El primer contacto de Maya Deren en forma con el mundo del cine se dio a principios de los 40, cuando, con el apoyo de Hammid, realizó su primer film y la que es considerada su obra maestra, Meshes of the Afternoon, a la que siguieron otras obras de hipnótica y surrealista belleza como At Land (1944), Ritual in Transfigured Time (1944), Meditation on Violence (1946), The Very Eye of the Night (1958), entre otras, en las que el tiempo, la eternidad, la vida y la muerte se funden en una sola unidad, lo que conlleva a que el relativista universo propuesto por Deren en sus cintas se trueque en un apasionado y vital manifiesto.

En 1947, financiada por el museo Guggenheim, Maya Deren emprendió un viaje a Haití. La experiencia representó para ella el reencuentro con la añorada cultura africana, donde desarrolló un inusitado interés por la milenaria práctica del vudú, filmando numerosos rituales en los que en no pocas ocasiones llegó incluso a participar (de manera por demás entusiasta) en el papel de sacerdotisa, dividiendo su tiempo entre éstos y la escritura de ensayos, poemas, conferencias y presentaciones de sus películas. Desafortunadamente, este ajetreado estilo de vida no dejó de pasar factura, por lo que la tarde del 13 de octubre de 1961 los ojos de Maya Deren se cerraron por última vez. Aunque la causa oficial fue hemorragia cerebral debida a una extrema desnutrición, no faltaron las voces sensacionalistas especulando sobre su muerte (jalada creencia compartida por el también cineasta experimental Stan Brakhage) como un castigo venido de parte de alguna deidad africana. Por iniciativa del músico japonés Teiji Ito, su tercer esposo, las cenizas de Maya Deren fueron esparcidas en el monte Fuji, en Japón, quizás el lugar de descanso perfecto para una fuerza de la naturaleza como Maya Deren, cuya vida fue como la ventana abierta de un ático por la cual convergieron la danza, el vudú, la música, la poesía, la escritura…y claro, el cine Avant Garde.

Instrucciones de trabajo
Transcribe el pasaje del texto sobre Maya Deren que va desde "El primer contacto" hasta "y vital manifiesto.", incluido este último, sustituyendo "obra maestra" por "pieza cumbre".

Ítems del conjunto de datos
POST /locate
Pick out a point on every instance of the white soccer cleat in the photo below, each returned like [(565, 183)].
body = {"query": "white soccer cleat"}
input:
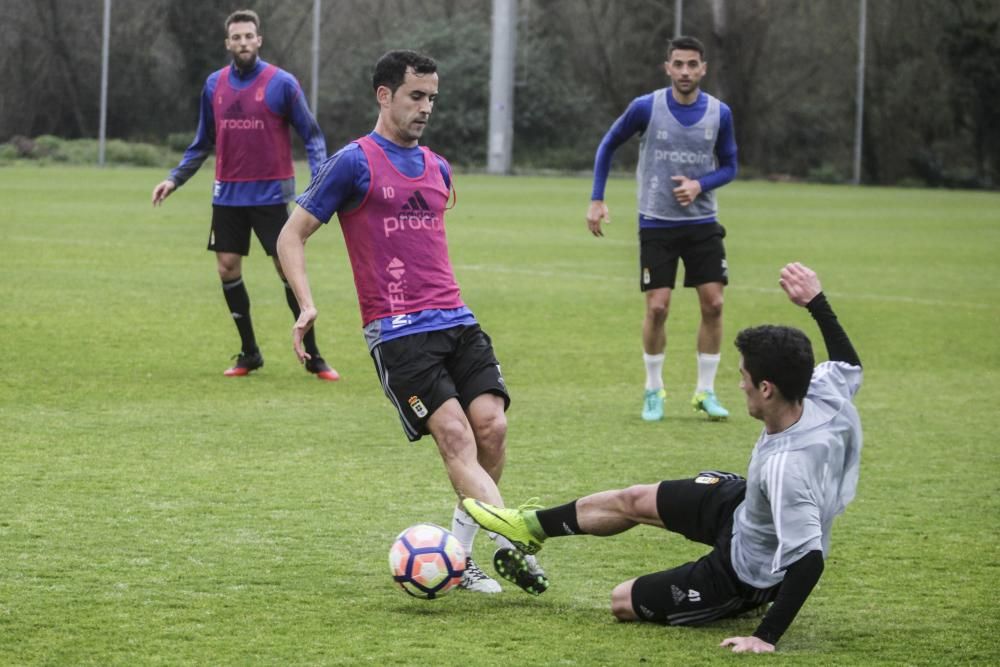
[(477, 581)]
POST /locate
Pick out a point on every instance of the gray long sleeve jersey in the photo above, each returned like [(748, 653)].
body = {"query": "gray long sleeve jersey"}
[(799, 480)]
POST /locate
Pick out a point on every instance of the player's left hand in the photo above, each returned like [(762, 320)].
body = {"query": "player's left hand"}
[(302, 326), (800, 283), (747, 645), (687, 189)]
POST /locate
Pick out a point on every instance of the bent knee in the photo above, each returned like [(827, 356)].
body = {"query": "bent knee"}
[(638, 503), (621, 602), (712, 309)]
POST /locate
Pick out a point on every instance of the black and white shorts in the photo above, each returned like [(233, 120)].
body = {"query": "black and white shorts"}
[(231, 227), (421, 371), (700, 246), (707, 589)]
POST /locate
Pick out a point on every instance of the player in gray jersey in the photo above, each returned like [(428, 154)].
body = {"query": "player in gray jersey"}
[(770, 532)]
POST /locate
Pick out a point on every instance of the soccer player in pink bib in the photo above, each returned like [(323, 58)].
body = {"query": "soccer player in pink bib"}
[(435, 363), (246, 111)]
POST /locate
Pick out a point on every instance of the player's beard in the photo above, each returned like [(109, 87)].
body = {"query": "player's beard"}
[(245, 61)]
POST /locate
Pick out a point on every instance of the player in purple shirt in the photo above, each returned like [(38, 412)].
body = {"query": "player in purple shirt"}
[(245, 113), (687, 151), (435, 363)]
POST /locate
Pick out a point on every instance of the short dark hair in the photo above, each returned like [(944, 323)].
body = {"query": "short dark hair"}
[(243, 16), (781, 355), (686, 43), (390, 70)]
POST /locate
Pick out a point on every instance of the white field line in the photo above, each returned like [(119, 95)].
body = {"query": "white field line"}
[(887, 298)]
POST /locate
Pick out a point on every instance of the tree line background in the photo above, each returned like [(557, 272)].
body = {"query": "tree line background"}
[(787, 69)]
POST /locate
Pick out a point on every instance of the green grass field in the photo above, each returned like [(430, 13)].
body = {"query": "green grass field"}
[(154, 512)]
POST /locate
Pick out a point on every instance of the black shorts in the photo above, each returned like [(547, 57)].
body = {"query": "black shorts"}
[(700, 246), (231, 227), (707, 589), (421, 371)]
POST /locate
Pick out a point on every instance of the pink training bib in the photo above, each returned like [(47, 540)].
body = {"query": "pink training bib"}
[(252, 143), (396, 240)]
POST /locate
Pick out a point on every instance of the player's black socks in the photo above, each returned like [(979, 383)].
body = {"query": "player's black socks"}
[(559, 521), (239, 307), (309, 340)]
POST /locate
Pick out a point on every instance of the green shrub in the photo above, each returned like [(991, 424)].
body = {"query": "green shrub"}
[(179, 141)]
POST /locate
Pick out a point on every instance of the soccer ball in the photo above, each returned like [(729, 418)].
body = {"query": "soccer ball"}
[(426, 561)]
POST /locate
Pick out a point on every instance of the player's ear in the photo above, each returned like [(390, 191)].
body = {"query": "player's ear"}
[(383, 95)]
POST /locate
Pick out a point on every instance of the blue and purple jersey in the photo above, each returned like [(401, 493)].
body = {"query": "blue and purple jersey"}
[(636, 120), (282, 96), (391, 207)]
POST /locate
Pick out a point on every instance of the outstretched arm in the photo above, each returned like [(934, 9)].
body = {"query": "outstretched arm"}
[(292, 255), (803, 288)]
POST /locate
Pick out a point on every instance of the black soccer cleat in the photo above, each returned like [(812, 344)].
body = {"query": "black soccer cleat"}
[(244, 364)]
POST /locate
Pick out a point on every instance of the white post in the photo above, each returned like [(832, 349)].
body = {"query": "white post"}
[(860, 96), (105, 47), (314, 93), (501, 121)]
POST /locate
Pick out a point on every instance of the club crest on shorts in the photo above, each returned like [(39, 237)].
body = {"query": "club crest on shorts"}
[(417, 406)]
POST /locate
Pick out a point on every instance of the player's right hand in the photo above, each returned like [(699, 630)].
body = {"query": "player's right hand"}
[(162, 191), (596, 214), (299, 330), (800, 283)]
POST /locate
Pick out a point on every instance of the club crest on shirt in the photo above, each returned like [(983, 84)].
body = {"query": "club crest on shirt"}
[(417, 406)]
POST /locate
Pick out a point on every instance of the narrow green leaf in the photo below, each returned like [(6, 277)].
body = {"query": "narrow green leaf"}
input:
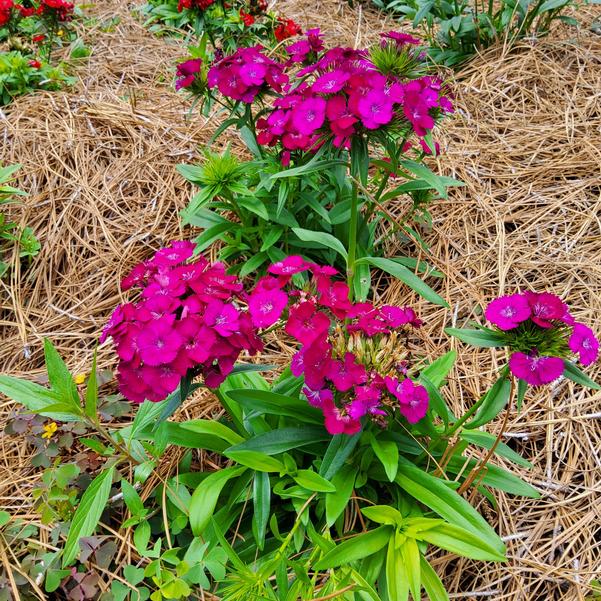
[(338, 451), (494, 402), (87, 515), (358, 547), (408, 277), (460, 541), (59, 376), (388, 454), (261, 506), (214, 428), (444, 501), (432, 583), (483, 338), (574, 373), (204, 499), (336, 502), (312, 481), (283, 439), (92, 391), (322, 238), (256, 460), (383, 514)]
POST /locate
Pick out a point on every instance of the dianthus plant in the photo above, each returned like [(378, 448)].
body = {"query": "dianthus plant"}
[(337, 111), (353, 357), (541, 336)]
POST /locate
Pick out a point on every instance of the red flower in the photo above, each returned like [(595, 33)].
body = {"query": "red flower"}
[(286, 28), (247, 19)]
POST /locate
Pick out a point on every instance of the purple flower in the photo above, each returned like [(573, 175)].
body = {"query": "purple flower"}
[(507, 312), (330, 83), (318, 397), (266, 306), (545, 307), (413, 398), (345, 374), (375, 109), (158, 342), (584, 342), (309, 115), (222, 317), (535, 369)]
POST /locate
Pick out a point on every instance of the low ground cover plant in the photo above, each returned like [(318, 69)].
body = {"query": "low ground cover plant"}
[(338, 476), (30, 34), (226, 25), (332, 132), (457, 30), (13, 238)]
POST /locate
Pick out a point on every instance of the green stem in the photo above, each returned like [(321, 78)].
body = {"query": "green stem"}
[(352, 242)]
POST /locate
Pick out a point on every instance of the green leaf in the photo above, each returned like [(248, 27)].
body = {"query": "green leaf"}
[(408, 277), (383, 514), (486, 440), (336, 502), (397, 579), (34, 397), (460, 541), (338, 451), (92, 392), (411, 558), (444, 501), (552, 5), (59, 376), (261, 507), (273, 403), (204, 499), (283, 439), (87, 514), (494, 402), (213, 428), (388, 454), (132, 499), (574, 373), (432, 583), (483, 338), (438, 370), (256, 460), (322, 238), (311, 481), (358, 547)]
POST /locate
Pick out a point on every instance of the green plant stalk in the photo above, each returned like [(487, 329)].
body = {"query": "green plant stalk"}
[(352, 243)]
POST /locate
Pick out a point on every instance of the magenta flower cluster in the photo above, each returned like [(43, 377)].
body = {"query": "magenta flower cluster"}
[(341, 377), (245, 73), (188, 317), (541, 332), (342, 93)]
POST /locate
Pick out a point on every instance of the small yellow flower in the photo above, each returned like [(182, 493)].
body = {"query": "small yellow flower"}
[(49, 430)]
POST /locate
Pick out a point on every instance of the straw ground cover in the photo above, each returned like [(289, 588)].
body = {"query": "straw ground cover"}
[(99, 165)]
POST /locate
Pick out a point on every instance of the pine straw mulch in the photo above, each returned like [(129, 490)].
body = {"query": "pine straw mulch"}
[(98, 162)]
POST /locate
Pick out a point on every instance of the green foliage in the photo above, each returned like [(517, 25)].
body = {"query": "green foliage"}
[(457, 30), (11, 235), (261, 212)]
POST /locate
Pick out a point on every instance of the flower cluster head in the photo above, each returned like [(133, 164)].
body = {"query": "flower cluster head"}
[(541, 333), (187, 74), (285, 29), (244, 74), (201, 5), (188, 317), (351, 354), (342, 92)]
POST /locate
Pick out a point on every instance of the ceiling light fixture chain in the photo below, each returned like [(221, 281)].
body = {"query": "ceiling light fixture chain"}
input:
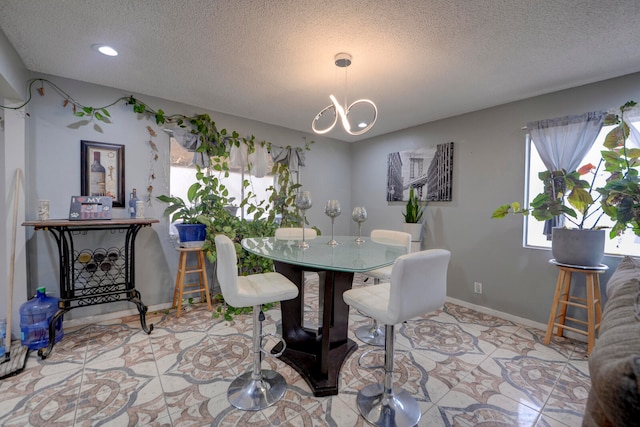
[(343, 60)]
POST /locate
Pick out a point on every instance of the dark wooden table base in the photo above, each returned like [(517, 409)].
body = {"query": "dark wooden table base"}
[(317, 356)]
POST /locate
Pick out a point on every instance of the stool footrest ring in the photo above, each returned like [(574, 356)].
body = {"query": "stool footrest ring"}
[(366, 353), (280, 341)]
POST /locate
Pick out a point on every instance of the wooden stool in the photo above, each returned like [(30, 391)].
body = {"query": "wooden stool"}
[(563, 298), (202, 286)]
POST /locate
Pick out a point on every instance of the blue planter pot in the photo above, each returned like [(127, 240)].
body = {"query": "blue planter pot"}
[(191, 235)]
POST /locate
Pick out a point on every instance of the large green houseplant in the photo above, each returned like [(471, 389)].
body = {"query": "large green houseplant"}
[(569, 195), (621, 193)]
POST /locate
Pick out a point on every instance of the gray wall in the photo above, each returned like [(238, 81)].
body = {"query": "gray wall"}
[(489, 158), (54, 166), (488, 171)]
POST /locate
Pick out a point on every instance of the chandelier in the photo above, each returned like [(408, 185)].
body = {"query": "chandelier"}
[(332, 112)]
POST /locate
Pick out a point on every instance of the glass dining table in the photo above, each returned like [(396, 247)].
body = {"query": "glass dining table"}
[(317, 354)]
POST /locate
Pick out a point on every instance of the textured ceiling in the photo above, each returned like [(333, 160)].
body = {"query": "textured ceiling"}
[(272, 61)]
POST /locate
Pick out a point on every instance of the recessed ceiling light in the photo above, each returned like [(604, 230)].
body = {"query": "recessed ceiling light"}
[(105, 50)]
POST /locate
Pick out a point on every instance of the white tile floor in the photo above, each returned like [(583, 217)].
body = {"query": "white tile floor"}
[(465, 368)]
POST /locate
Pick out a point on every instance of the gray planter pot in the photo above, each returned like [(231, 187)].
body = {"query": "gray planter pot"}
[(578, 247), (191, 235)]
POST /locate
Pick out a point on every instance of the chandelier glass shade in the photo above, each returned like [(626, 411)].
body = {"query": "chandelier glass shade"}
[(327, 118)]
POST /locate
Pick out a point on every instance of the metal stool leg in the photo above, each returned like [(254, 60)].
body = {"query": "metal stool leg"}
[(256, 389), (371, 334), (380, 404)]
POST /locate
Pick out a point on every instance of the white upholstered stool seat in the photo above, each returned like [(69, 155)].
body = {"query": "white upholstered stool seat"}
[(418, 286), (373, 334), (295, 233), (255, 389)]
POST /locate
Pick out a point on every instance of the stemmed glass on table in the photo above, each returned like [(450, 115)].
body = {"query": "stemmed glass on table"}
[(332, 210), (303, 202), (359, 215)]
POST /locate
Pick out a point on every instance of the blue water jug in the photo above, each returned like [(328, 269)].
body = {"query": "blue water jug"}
[(35, 315)]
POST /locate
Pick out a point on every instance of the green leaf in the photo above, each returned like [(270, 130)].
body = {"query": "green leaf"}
[(501, 212)]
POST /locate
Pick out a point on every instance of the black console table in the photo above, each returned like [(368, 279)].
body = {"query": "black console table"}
[(94, 276)]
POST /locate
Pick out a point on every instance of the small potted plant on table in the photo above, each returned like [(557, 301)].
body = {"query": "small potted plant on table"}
[(190, 216), (412, 216)]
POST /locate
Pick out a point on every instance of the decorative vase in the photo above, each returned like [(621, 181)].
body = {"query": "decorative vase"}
[(413, 228), (578, 247), (191, 235)]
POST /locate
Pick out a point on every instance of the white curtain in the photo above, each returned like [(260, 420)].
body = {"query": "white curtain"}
[(631, 116), (563, 143)]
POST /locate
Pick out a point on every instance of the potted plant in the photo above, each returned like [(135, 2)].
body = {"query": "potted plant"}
[(566, 194), (412, 216), (621, 193), (188, 216)]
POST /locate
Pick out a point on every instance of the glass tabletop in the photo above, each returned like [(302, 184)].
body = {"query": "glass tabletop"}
[(346, 256)]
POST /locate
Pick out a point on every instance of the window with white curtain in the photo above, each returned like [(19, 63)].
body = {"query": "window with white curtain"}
[(183, 174), (627, 244)]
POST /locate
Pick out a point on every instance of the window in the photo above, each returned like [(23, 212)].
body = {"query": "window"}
[(627, 244), (182, 175)]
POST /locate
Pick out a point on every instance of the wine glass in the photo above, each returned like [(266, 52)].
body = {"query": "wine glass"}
[(359, 215), (303, 202), (332, 210)]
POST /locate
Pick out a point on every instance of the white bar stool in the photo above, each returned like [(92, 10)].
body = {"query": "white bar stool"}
[(418, 286), (373, 334), (258, 388)]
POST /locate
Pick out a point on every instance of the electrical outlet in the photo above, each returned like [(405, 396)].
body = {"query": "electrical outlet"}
[(477, 287)]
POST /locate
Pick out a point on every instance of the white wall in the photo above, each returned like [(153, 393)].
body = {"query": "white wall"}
[(489, 157), (54, 168), (13, 76)]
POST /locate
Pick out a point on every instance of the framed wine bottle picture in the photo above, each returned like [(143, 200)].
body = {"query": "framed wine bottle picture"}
[(102, 170)]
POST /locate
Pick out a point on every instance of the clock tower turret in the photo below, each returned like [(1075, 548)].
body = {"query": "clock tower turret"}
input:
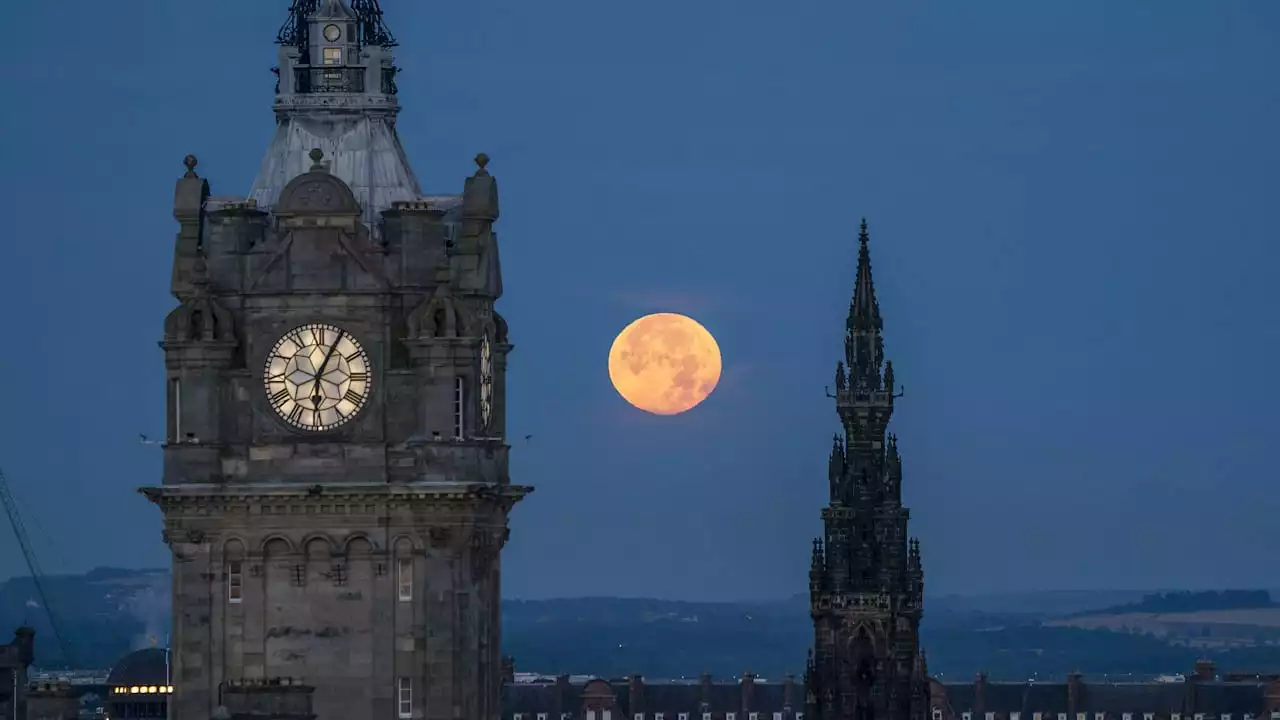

Respuesta al ejercicio
El primer contacto de Maya Deren en forma con el mundo del cine se dio a principios de los 40, cuando, con el apoyo de Hammid, realizó su primer film y la que es considerada su pieza cumbre, Meshes of the Afternoon, a la que siguieron otras obras de hipnótica y surrealista belleza como At Land (1944), Ritual in Transfigured Time (1944), Meditation on Violence (1946), The Very Eye of the Night (1958), entre otras, en las que el tiempo, la eternidad, la vida y la muerte se funden en una sola unidad, lo que conlleva a que el relativista universo propuesto por Deren en sus cintas se trueque en un apasionado y vital manifiesto.